**DOCUMENT EXCERPT**.
The old way of doing this was to own a series of boxes around the world and setup your own SOCKS server, ssh forwards etc. You use boxes that are being used internally at small companies for email or web hosting, meaning that there aren't any admins on there looking for weird traffic patterns.

You setup a group of servers like that, and chain them together. Symlink all logs to null, and make sure the first box you jump onto is the most unsuspecting (and one that you have most control over).

With a group that I was a member of 10+ years ago we would abandon boxes that had a sysadmin that seemed like he knew what he/she was doing (looking at history logs) or boxes that had a lot of user activity on them but not a lot of resources (it only takes one user to wonder why the net connection is slow for the exploit and you to be found ). The best best were to scan for old ftpd's running on old kernels.

These were boxes that had been bought and setup for something like email or a small webpage and then forgotten about (usually setup by external IT). You patch the exploit so nobody else can get it, install a backdoor, and not do anything noticeable. We had access to such boxes for years and as far as I know we were never noticed by anybody.

VPN providers are constantly monitoring for abuse, and when they get a law enforcement notice they will comply. It is only a matter of time before you get caught if you are using them. I would suspect that law enforcement found out which VPN providers were being used some months ago, and set up honeypots at each one waiting for members of anonymous to reconnect.

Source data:
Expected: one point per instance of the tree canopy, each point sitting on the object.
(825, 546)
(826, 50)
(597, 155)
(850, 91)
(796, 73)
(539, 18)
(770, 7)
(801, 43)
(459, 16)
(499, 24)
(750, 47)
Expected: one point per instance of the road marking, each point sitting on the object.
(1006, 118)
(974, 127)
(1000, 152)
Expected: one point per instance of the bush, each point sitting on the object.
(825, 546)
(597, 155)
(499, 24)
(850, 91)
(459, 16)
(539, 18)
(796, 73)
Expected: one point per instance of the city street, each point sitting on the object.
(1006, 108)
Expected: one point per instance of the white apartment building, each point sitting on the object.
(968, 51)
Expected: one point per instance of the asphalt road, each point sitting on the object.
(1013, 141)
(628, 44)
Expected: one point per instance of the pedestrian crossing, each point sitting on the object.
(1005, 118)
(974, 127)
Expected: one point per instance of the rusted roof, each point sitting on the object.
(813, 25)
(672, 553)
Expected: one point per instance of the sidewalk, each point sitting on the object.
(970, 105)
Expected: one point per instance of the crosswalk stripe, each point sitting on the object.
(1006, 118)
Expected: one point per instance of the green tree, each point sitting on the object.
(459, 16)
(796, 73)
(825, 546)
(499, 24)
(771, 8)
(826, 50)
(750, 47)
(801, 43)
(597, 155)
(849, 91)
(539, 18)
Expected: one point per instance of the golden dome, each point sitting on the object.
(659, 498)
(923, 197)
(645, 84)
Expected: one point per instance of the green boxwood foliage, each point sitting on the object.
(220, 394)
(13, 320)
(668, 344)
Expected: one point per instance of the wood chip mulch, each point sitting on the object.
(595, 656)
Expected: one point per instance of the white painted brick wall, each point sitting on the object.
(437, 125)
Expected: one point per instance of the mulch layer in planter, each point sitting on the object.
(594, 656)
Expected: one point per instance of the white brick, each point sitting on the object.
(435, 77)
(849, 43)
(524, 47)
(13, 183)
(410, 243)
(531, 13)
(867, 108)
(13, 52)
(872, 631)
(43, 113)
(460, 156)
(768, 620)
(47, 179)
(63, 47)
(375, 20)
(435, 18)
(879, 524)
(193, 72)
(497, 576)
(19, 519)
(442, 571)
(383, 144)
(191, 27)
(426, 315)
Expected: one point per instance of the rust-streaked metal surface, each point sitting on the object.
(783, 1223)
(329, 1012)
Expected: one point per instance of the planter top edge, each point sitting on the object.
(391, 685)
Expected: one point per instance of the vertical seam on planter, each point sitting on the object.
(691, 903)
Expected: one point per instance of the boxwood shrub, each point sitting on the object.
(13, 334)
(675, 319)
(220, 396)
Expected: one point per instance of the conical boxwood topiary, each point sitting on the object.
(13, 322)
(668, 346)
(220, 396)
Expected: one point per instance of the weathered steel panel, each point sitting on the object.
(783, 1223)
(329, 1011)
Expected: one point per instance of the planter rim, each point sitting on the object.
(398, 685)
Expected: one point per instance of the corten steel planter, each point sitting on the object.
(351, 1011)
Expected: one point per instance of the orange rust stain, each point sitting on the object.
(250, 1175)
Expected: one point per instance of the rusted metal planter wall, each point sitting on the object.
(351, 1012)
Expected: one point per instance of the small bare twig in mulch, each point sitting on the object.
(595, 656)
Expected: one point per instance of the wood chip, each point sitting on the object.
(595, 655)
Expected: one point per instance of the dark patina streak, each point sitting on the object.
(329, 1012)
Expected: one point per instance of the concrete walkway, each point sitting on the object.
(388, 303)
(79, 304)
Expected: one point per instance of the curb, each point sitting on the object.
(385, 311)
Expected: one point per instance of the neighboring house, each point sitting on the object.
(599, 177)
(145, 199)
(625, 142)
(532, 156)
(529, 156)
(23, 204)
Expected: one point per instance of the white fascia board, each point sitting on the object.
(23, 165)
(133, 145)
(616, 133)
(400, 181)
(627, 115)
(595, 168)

**GIVEN EXERCISE**. Reproduce the passage on chained servers word for word, from "You setup a" to "most control over).".

**TASK RESULT**.
You setup a group of servers like that, and chain them together. Symlink all logs to null, and make sure the first box you jump onto is the most unsuspecting (and one that you have most control over).